■ WHAT TO DO ■
- a) In the passage on tuberculosis granuloma blood vessels, which antibody was given to the infected animals to block VEGF?
- b) Carry the passage on tuberculosis granuloma blood vessels forward from its final sentence.

■ PASSAGE SHOWN ■
Recent studies have explored structural features of
TB granulomas in humans and animals with active disease, and the
NIAID co-authors of the PNAS Early Edition report
– led by co-senior author
Clifton Barry III, PhD, chief of the Tuberculosis Research Section – and others
have observed that the ability of anti-TB drugs to penetrate the
lesions varies widely, with few able to reach high
concentrations within the central zone of dying cells. Other
aspects of the environment within granulomas – including
low levels of oxygen, which can restrict the action of immune
cells – have been observed, but no previous study has
investigated the structure and function of granuloma blood
vessels and their effect on treatment of TB.
As
described in the current study, the research team discovered
several similarities between the blood vessel networks of
granulomas in a rabbit model of TB and those of solid tumors
– including elevated expression of the potent angiogenesis
factor VEGF, which was also seen in granulomas from human
patients; structural abnormalities such as a lack of cells that
support blood vessel walls; and extremely uneven distribution of
blood vessels in the lesions, with many compressed or collapsed
vessels and few in the centers of the lesions. Intravenous
administration of a fluorescent dye molecule similar in size to
common anti-TB drugs revealed functional abnormalities of
granuloma vessels that so limited the dye’s penetration of
the lesions that little or none reached the central region.
Treating the infected animals with bevacizumab, an
antibody that blocks VEGF, produced structural improvements in
granuloma vessels – such as increased diameter, more
support cells and fewer ineffective, immature vessels.

■ SUPPLIED INFORMATION ■
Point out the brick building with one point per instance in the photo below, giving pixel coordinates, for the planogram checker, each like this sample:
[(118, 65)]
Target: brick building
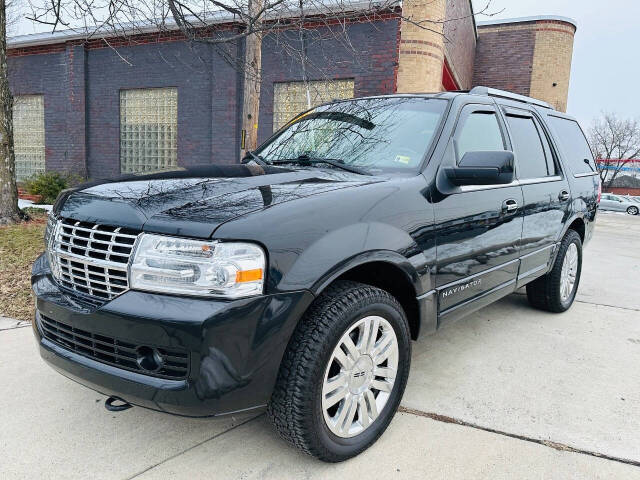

■ RESULTS FOR EACH TASK ■
- a) Bevacizumab.

- b)
These structurally normalized vessels also were functionally
improved, with significantly better delivery of the marker dye
and fewer oxygen-starved cells throughout the lesion. As
is the case when angiogenesis drugs are used in cancer
treatment, these effects were transient and lasted less than a
week, but the researchers anticipate that periodic bevacizumab
administration could improve the effectiveness of anti-TB drugs
as it has with several chemotherapies. In addition to
reducing the length of TB therapy, removing physical barriers
that keep all administered drugs from reaching all bacteria
within granulomas should reduce the development of bacterial
resistance.
“Unlike many TB researchers, we
are not seeking to discover new ways of combating bacterial
resistance, instead we are striving to overcome physiological
resistance to treatment caused by these vascular
abnormalities,” says Jain, who is the Cook Professor of
Tumor Biology at Harvard Medical School. “And since we are
using an FDA-approved drug, our work has the potential to be
rapidly translated into clinical use.”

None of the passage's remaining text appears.